# [CONSIGNA 1]
Traduzca al inglés la siguiente oración del texto sobre la frontera de Buenos Aires: “Muchos consideraron la línea de frontera como un verdadero colador.”
# [CONSIGNA 2]
Según el texto sobre la frontera de Buenos Aires, ¿por qué las compañías de blandengues de Salto, Chascomús y Luján recibieron nombres como “La Invencible”, “La Atrevida Conquistadora” y “La Valerosa”? Responda en una a tres oraciones.
# [CONSIGNA 3]
Resuma en tres oraciones el texto sobre la frontera de Buenos Aires.

# [TEXTO DE LECTURA]
La preocupación por la línea de fronteras para proteger Buenos Aires fue permanente. No olvidemos que la primitiva ciudad fundada por el hidalgo que moriría de sífilis, don Pedro de Mendoza, fue asolada y quemada por los querandíes. Ya en 1752 se crearon varias compañías de Blandengues que se instalaron en su periferia para defender el espacio cristiano. La angustia de la tropa por encontrarse en medio de la nada, en el límite con el territorio hostil, llevó a que los superiores idearan distintas tácticas para entusiasmar a sus desventurados integrantes, algunas bastante ingenuas a decir verdad. Incluso se emplearon astucias semánticas. Por eso, a las tres compañías de blandengues que se ubicaron en Salto, Chascomús y Luján les adjudican nombres como “La Invencible”, “La Atrevida Conquistadora” y “La Valerosa”, respectivamente. En el Museo Udaondo de Luján aún existe una estatua que recuerda al alférez real Juan de Lezica y Torrezuri “que defendió a esta villa de los indios infieles”. Luego, entre 1810 y 1820, se avanzó algo y se construyeron nuevos fortines en Pergamino, Rojas, Carmen de Areco, Dolores, Lobos, Guardia del Monte y Ranchos. Pese a estos agregados, es más que evidente que se trataba de una línea endeble, muy extendida, con enormes vacíos que permitían a los indígenas cruzar con bastante éxito. Muy al sur de esa línea, el único punto consolidado por la Argentina era el puerto de corsarios de Carmen de Patagones. En aquel momento eso era todo. En consecuencia, la idea de las autoridades fue la de ir avanzando paulatinamente sobre el territorio ocupado por los indios, al que comenzó a denominarse “Desierto”, es decir, un lugar donde no existe la vida; léase, la vida humana occidental y cristiana. Y se fue adelantando pese a la denodada resistencia de los indígenas, aunque fueron avances que en muchos casos no se consolidaron en terreno ganado. Continuaron existiendo los claros y huecos entre los fortines, los territorios “no explorados” o “tierras desconocidas”. Muchos consideraron la línea de frontera como un verdadero colador.

Extractos de conjuntos de datos etiquetados con recuadros:

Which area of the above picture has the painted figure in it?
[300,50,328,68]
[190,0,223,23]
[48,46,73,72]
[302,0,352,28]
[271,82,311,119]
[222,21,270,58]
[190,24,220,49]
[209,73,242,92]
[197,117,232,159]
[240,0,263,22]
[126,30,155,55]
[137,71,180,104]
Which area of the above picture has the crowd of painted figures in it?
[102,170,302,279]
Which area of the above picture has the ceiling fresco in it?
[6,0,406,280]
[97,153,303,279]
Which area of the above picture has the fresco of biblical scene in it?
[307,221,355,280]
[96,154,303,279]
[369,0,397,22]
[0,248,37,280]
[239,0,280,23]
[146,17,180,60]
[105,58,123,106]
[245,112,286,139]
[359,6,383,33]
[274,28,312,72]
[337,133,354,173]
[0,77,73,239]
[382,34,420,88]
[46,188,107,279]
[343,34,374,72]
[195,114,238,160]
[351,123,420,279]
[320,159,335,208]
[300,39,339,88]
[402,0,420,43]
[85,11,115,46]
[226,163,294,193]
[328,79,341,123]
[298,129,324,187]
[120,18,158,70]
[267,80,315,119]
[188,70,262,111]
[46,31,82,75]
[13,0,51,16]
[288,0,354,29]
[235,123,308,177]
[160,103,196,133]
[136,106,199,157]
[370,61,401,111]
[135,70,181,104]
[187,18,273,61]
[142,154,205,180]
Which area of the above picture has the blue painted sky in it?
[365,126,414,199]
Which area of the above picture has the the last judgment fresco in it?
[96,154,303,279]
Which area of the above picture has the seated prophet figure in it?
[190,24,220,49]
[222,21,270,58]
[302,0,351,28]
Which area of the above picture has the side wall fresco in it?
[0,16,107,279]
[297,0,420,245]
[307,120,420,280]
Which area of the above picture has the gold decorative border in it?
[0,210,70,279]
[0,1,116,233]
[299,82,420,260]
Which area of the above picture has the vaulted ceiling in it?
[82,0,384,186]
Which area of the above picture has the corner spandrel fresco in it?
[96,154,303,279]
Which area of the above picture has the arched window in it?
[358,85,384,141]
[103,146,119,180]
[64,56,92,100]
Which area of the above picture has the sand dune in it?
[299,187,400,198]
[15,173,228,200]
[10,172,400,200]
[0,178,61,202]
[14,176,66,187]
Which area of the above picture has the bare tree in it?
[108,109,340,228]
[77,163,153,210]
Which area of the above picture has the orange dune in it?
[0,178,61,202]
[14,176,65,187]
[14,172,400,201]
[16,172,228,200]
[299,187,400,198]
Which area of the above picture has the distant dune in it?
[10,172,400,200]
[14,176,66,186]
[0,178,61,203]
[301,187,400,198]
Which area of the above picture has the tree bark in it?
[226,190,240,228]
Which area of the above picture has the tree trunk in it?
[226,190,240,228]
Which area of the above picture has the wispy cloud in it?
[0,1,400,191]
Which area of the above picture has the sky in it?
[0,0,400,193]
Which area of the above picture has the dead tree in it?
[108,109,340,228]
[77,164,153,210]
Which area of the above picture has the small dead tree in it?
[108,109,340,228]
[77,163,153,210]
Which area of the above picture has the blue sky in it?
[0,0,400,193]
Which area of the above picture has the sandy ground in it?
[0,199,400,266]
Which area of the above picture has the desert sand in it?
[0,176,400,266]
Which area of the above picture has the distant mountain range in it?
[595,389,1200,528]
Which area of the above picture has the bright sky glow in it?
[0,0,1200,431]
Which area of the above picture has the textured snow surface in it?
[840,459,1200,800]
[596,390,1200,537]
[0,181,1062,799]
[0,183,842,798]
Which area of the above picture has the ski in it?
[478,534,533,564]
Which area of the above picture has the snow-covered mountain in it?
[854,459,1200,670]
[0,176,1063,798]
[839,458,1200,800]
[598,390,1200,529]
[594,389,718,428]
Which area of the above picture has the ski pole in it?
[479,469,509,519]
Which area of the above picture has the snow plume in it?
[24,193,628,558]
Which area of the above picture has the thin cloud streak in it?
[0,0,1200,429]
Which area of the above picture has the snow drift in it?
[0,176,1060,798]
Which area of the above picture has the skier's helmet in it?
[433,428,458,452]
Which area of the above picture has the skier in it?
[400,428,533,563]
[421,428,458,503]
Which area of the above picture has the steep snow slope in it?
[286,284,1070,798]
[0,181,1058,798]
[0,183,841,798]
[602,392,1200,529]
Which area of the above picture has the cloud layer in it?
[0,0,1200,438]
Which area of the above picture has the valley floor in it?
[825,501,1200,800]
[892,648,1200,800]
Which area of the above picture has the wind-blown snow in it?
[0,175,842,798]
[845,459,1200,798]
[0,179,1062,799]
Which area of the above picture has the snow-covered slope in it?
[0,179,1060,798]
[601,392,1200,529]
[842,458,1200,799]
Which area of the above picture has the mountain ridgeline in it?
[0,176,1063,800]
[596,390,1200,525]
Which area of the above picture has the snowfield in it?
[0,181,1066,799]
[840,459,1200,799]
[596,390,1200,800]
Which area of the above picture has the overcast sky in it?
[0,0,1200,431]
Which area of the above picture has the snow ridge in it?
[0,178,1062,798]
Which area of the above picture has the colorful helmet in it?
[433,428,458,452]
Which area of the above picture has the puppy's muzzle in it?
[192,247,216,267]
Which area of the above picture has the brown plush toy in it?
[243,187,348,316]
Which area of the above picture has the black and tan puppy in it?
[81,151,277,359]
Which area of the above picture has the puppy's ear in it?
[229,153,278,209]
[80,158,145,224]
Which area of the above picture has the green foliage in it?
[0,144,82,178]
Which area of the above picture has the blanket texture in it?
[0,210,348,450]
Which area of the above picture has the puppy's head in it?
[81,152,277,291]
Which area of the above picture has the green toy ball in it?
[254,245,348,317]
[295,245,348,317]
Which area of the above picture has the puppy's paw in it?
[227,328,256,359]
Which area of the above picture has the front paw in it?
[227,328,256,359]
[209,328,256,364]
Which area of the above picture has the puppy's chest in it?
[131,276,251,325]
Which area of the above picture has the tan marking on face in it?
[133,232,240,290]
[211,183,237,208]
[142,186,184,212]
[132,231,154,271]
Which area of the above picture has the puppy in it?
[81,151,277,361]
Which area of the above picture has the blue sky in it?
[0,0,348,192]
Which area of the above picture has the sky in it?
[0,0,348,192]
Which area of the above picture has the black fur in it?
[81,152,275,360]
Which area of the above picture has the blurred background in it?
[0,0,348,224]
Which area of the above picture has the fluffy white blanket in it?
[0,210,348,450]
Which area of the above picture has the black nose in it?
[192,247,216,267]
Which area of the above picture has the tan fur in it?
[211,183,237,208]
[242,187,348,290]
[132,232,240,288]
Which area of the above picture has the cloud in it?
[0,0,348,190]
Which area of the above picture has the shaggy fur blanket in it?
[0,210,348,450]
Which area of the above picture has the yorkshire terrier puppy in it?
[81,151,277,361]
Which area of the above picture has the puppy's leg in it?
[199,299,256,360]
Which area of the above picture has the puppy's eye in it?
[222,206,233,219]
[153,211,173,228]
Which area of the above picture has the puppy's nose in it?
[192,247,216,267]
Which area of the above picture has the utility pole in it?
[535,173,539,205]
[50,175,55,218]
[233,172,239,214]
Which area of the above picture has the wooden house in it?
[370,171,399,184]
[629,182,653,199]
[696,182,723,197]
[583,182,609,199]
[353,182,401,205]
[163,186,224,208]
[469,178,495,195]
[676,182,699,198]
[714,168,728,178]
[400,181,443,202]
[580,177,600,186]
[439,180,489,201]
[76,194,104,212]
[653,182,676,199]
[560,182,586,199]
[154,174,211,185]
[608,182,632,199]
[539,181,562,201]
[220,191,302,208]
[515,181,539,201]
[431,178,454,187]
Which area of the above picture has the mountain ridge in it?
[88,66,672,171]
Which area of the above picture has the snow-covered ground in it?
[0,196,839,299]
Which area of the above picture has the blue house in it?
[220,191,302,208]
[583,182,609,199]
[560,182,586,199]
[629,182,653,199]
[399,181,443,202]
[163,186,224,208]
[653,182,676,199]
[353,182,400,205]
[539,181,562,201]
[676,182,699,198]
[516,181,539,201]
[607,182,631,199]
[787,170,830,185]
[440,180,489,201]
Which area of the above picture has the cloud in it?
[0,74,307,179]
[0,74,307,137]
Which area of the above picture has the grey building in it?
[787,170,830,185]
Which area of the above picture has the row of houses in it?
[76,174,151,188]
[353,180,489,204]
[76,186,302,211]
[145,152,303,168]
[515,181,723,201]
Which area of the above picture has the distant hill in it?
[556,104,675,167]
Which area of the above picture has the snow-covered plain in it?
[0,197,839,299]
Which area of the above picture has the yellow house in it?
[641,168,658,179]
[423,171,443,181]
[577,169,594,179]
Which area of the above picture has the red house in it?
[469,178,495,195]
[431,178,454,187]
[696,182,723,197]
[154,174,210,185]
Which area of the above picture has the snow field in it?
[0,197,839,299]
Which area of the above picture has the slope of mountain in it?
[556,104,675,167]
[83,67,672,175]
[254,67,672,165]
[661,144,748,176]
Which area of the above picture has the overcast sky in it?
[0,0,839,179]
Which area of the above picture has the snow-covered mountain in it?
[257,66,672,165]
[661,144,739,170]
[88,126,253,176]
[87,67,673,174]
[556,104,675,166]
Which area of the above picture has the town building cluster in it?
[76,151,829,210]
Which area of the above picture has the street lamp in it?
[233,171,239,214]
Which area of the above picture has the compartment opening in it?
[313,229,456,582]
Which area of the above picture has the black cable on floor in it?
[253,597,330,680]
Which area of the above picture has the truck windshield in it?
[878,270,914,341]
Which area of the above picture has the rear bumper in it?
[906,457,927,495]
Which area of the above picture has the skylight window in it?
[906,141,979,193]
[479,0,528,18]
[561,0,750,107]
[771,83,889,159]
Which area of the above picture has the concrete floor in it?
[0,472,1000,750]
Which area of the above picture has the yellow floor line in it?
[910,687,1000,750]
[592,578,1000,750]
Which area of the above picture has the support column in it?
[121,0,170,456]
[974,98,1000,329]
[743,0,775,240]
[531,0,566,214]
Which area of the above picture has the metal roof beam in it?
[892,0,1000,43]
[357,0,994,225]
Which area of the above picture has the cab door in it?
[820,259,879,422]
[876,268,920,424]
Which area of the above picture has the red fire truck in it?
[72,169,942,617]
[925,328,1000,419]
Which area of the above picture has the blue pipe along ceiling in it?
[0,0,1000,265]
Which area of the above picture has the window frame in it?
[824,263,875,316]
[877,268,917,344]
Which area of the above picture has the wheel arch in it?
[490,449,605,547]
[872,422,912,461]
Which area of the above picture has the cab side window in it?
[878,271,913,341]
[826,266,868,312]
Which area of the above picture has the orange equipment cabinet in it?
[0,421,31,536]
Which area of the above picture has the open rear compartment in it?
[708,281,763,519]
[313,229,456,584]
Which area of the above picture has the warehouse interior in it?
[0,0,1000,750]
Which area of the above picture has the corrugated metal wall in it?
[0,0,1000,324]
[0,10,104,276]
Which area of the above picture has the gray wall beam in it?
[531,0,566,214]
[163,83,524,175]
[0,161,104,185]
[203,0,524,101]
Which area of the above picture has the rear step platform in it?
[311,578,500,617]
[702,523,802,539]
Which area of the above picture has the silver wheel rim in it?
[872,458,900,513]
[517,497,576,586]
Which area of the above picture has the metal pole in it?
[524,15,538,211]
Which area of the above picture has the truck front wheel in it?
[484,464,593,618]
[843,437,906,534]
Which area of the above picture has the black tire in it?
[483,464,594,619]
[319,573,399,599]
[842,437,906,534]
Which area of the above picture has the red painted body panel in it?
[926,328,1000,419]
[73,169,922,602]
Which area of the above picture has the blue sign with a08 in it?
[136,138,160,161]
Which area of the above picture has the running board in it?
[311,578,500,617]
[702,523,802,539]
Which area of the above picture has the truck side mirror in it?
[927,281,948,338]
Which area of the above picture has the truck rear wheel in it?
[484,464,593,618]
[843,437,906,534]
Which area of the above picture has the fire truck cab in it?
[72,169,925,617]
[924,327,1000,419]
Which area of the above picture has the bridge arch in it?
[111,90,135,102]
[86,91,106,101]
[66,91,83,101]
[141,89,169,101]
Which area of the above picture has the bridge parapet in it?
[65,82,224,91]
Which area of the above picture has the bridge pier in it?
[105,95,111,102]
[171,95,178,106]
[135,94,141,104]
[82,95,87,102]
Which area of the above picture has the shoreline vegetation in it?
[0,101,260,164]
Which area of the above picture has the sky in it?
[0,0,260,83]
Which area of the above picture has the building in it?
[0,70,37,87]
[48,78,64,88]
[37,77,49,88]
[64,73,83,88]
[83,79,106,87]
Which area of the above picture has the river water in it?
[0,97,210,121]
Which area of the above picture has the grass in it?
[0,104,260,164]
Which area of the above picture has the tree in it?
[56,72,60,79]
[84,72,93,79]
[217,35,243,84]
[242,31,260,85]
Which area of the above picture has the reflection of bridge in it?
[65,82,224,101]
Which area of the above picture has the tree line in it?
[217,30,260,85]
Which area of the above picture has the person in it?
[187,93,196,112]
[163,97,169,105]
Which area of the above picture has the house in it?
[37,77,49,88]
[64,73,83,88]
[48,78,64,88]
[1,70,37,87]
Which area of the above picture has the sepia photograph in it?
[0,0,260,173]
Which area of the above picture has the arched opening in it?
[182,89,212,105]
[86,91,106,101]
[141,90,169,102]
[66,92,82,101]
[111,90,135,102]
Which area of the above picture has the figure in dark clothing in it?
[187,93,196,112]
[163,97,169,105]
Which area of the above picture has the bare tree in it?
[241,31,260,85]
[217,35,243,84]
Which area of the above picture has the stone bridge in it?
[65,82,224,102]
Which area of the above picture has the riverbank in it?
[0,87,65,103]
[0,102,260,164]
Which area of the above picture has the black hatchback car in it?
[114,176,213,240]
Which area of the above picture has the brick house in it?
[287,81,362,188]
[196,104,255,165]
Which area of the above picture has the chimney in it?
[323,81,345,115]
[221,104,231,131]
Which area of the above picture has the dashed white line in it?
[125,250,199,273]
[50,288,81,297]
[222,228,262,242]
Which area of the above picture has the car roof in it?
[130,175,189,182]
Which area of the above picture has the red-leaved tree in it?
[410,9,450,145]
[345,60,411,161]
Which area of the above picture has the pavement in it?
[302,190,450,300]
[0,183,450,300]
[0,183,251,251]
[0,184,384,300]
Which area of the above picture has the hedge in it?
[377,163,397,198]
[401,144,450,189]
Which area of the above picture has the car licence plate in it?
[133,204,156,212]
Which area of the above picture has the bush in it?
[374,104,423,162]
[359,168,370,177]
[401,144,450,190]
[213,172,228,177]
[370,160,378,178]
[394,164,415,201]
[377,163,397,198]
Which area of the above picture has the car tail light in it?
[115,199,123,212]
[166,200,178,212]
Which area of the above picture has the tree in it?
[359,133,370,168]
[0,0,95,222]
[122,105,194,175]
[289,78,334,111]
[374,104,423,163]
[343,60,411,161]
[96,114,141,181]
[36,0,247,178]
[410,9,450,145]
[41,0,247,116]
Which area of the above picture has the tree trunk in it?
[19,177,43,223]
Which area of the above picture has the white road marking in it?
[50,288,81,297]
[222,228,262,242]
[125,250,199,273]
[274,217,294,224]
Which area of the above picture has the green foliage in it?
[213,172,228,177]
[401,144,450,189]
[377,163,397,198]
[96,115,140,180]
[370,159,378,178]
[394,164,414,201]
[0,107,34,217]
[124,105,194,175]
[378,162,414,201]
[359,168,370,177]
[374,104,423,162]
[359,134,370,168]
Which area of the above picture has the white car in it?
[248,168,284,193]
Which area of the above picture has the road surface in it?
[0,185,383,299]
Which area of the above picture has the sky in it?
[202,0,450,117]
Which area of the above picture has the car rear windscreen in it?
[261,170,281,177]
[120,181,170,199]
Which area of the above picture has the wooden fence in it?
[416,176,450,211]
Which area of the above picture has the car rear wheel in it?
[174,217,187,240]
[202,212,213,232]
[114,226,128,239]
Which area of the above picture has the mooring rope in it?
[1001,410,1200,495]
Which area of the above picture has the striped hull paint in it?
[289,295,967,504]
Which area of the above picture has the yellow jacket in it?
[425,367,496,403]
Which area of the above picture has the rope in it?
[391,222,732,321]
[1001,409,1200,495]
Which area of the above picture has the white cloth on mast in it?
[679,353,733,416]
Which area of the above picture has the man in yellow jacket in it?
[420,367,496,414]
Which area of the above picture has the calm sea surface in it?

# [SOLUCIÓN COMPLETA 1]
Many regarded the frontier line as a veritable sieve.

# [SOLUCIÓN COMPLETA 2]
Los superiores les asignaron esos nombres como una astucia semántica para entusiasmar a la tropa. Los soldados vivían angustiados por encontrarse en medio de la nada, en el límite con el territorio hostil.

# [SOLUCIÓN COMPLETA 3]
La protección de Buenos Aires mediante la línea de fronteras fue una preocupación permanente. Desde 1752 se instalaron compañías de blandengues en su periferia, y entre 1810 y 1820 se construyeron nuevos fortines, pero la línea siguió siendo endeble y muy extendida, con enormes vacíos que permitían a los indígenas cruzarla. Las autoridades optaron por avanzar paulatinamente sobre el territorio de los indios, al que llamaron “Desierto”, aunque muchos de esos avances no se consolidaron y la frontera llegó a considerarse un verdadero colador.